--- Start of Entries shown ---

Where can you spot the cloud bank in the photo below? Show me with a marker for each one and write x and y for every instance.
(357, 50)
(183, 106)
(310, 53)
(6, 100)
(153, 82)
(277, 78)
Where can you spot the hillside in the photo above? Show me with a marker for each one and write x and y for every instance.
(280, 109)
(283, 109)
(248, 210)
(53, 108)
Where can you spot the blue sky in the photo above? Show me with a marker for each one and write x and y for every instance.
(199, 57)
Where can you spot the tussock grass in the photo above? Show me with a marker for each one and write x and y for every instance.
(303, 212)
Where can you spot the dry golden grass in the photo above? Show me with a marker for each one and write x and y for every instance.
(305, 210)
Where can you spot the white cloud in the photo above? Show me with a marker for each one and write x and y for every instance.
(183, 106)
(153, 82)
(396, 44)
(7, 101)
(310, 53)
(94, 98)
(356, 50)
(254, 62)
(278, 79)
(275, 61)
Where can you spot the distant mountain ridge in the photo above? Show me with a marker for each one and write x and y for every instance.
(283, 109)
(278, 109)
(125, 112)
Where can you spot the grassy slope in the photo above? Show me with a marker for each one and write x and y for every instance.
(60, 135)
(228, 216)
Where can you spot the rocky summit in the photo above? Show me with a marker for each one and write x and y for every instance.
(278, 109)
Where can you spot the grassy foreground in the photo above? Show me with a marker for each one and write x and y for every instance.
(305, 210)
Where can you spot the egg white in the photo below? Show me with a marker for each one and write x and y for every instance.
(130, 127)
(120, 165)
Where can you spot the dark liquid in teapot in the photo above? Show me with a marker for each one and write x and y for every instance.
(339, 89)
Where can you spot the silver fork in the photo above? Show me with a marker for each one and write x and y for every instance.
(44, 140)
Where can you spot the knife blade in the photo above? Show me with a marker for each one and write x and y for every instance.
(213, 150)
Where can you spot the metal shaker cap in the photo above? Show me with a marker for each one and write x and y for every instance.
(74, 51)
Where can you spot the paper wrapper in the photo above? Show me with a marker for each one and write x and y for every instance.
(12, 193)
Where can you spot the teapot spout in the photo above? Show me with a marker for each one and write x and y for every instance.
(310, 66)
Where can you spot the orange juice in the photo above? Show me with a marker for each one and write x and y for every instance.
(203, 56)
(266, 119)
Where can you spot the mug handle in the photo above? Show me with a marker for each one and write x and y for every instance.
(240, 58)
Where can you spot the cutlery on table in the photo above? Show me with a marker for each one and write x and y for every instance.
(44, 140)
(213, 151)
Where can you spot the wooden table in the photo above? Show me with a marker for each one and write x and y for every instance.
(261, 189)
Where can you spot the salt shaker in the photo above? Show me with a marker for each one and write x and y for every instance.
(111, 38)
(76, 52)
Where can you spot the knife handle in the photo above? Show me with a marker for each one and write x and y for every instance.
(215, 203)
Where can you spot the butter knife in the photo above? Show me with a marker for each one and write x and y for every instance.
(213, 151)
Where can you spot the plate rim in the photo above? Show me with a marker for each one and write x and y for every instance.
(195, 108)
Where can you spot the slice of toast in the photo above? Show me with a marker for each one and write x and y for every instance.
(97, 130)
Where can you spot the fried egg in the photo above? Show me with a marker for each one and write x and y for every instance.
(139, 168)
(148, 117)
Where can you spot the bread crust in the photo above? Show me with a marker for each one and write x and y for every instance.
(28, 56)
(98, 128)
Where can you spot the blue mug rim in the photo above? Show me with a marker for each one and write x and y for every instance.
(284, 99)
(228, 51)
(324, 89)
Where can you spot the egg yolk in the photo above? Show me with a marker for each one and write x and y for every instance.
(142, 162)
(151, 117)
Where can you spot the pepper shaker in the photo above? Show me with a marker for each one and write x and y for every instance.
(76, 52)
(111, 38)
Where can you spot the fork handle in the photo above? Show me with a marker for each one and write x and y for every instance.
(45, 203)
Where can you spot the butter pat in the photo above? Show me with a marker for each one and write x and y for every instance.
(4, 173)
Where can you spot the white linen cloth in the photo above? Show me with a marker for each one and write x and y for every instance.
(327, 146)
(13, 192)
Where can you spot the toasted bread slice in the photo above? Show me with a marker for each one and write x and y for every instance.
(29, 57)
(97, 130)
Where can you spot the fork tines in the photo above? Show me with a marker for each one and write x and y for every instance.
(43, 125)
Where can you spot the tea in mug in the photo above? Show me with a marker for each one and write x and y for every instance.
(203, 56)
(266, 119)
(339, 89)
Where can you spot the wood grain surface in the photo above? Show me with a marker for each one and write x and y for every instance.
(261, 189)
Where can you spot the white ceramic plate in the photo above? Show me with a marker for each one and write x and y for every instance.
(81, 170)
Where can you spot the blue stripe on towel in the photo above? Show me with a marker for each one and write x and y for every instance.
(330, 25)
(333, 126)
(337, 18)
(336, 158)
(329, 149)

--- End of Entries shown ---

> [Exercise description]
Extract all of the rows above verbatim, reproducing each line unchanged and in its original order.

> [Exercise output]
Where can you spot the cloud bank in the photo below? Show me with a marker for each one and write x and y for every instance.
(357, 50)
(183, 106)
(310, 53)
(6, 100)
(153, 82)
(277, 78)
Where can you spot the hillside in the photo above? Show me with a marker for each one and write x and y for every instance.
(280, 109)
(283, 109)
(248, 210)
(53, 108)
Where can you spot the blue sky in the photo above? Show me with a marker for each one and write x and y for every instance.
(199, 57)
Where can you spot the tussock grass in the photo above? Show me with a marker for each one and write x and y for every instance.
(303, 212)
Where can you spot the dry golden grass in the photo above? Show me with a marker for each one and write x and y for every instance.
(305, 210)
Where can you spot the white cloud in the photo above? Show me with a marker for each one and write x and y for every instance.
(183, 106)
(153, 82)
(396, 44)
(7, 101)
(310, 53)
(94, 98)
(356, 50)
(254, 62)
(278, 79)
(275, 61)
Where can you spot the distant mountain ridge in the photo above? Show me with a marker for each one and write x and y for every instance.
(283, 109)
(278, 109)
(125, 112)
Where can you spot the grassy slope in the photo above? Show me with a marker for each one and write x and y for every instance.
(60, 135)
(228, 216)
Where can you spot the rocky summit in the photo above? Show me with a marker for each one and write x and y for every instance.
(278, 109)
Where can you spot the grassy foreground in the photo above? Show me with a marker for each one and write x and y for every instance.
(305, 210)
Where can you spot the egg white in the photo below? Show me with a marker for each one and write x and y for every instance.
(130, 127)
(120, 165)
Where can you spot the dark liquid in teapot in the photo above? Show me with a marker for each one and write x and y for every instance.
(339, 89)
Where can you spot the silver fork in the photo above? Show me with a marker for each one and write x and y for every instance.
(44, 140)
Where can you spot the knife blade in the photo above? Show me with a marker for each one and write x and y for every instance.
(213, 150)
Where can you spot the metal shaker cap in the photo above? Show me with a marker for each one and write x and y for every instance.
(74, 51)
Where can you spot the paper wrapper in the photo above? Show me with a marker for each one and write x and y for every instance.
(12, 193)
Where can you spot the teapot spout in the photo above? Show me with a marker for each one and write x and y for every instance.
(310, 66)
Where can you spot the orange juice in the photo above? Show me with a marker for each one and write x and y for every instance.
(203, 56)
(266, 119)
Where can you spot the mug handle in the photo above? Show me with a marker for each one and write x and y for every instance.
(240, 58)
Where can you spot the cutlery on table in the photo above? Show me with a marker for each one and write x and y for every instance.
(44, 140)
(213, 151)
Where can you spot the wooden table in the photo above? Show me with a marker for each one and write x and y for every instance.
(261, 189)
Where can you spot the salt shaker in the photo above? Show me with a marker for each one and write x and y for every instance.
(111, 38)
(76, 52)
Where can you spot the knife handle in the photo above? Show me with a marker for each one and write x and y for every instance.
(215, 203)
Where can you spot the butter knife in the photo above? Show me with a marker for each one and write x and y for every instance.
(213, 151)
Where can you spot the plate rim in the photo above? Show me with a marker for each one and write x and y for every instance.
(195, 108)
Where can you spot the slice of toast in the photo above? Show me with a marker for each one and write x and y for every instance.
(97, 130)
Where can you spot the fried egg in the photo above? Show me with a marker for each one and write x and y for every instance.
(139, 168)
(148, 117)
Where can you spot the bread crust in the photo above? Show me with a marker for each one and write x and y for every instance.
(28, 56)
(98, 128)
Where can you spot the blue mug rim in the photo above? Show me with a marker for each one and write x and y for every instance.
(284, 99)
(228, 51)
(324, 89)
Where can you spot the egg yolk in the photo above? Show me with a marker for each one and write x and y for every instance.
(142, 162)
(151, 117)
Where can you spot the pepper shaker in the photo above? Show me with a marker for each one and write x and y for every instance.
(76, 52)
(111, 38)
Where can you spot the fork handle in the photo above? Show me with a marker for each one and write x and y for every instance.
(45, 203)
Where can you spot the butter pat in the photo above? Show me with a marker for each one and write x and y for every instance.
(4, 173)
Where can you spot the white linen cloth in the photo above? Show me with a marker for each one and write x and y for every instance.
(327, 146)
(13, 192)
Where can you spot the toasted bread slice in the photo above? Show me with a marker for each one and write x and y for every instance.
(29, 57)
(97, 130)
Where can you spot the fork tines in the photo above? Show me with a marker for each one and write x and y for every instance.
(43, 125)
Where can you spot the tea in mug in the photo above? Show me with a marker for each one and write x and y for every instance.
(203, 56)
(266, 119)
(339, 89)
Where can you spot the wood grain surface in the photo above? Show me with a marker for each one and write x and y for every instance.
(261, 189)
Where can you spot the white ceramic plate in the photo above? Show me with a marker for each one and write x and y for every instance.
(81, 170)
Where can you spot the blue stripe on towel in the photo above? Show me with a marker for each one and write x and y for every instance.
(330, 25)
(333, 126)
(337, 18)
(336, 158)
(329, 149)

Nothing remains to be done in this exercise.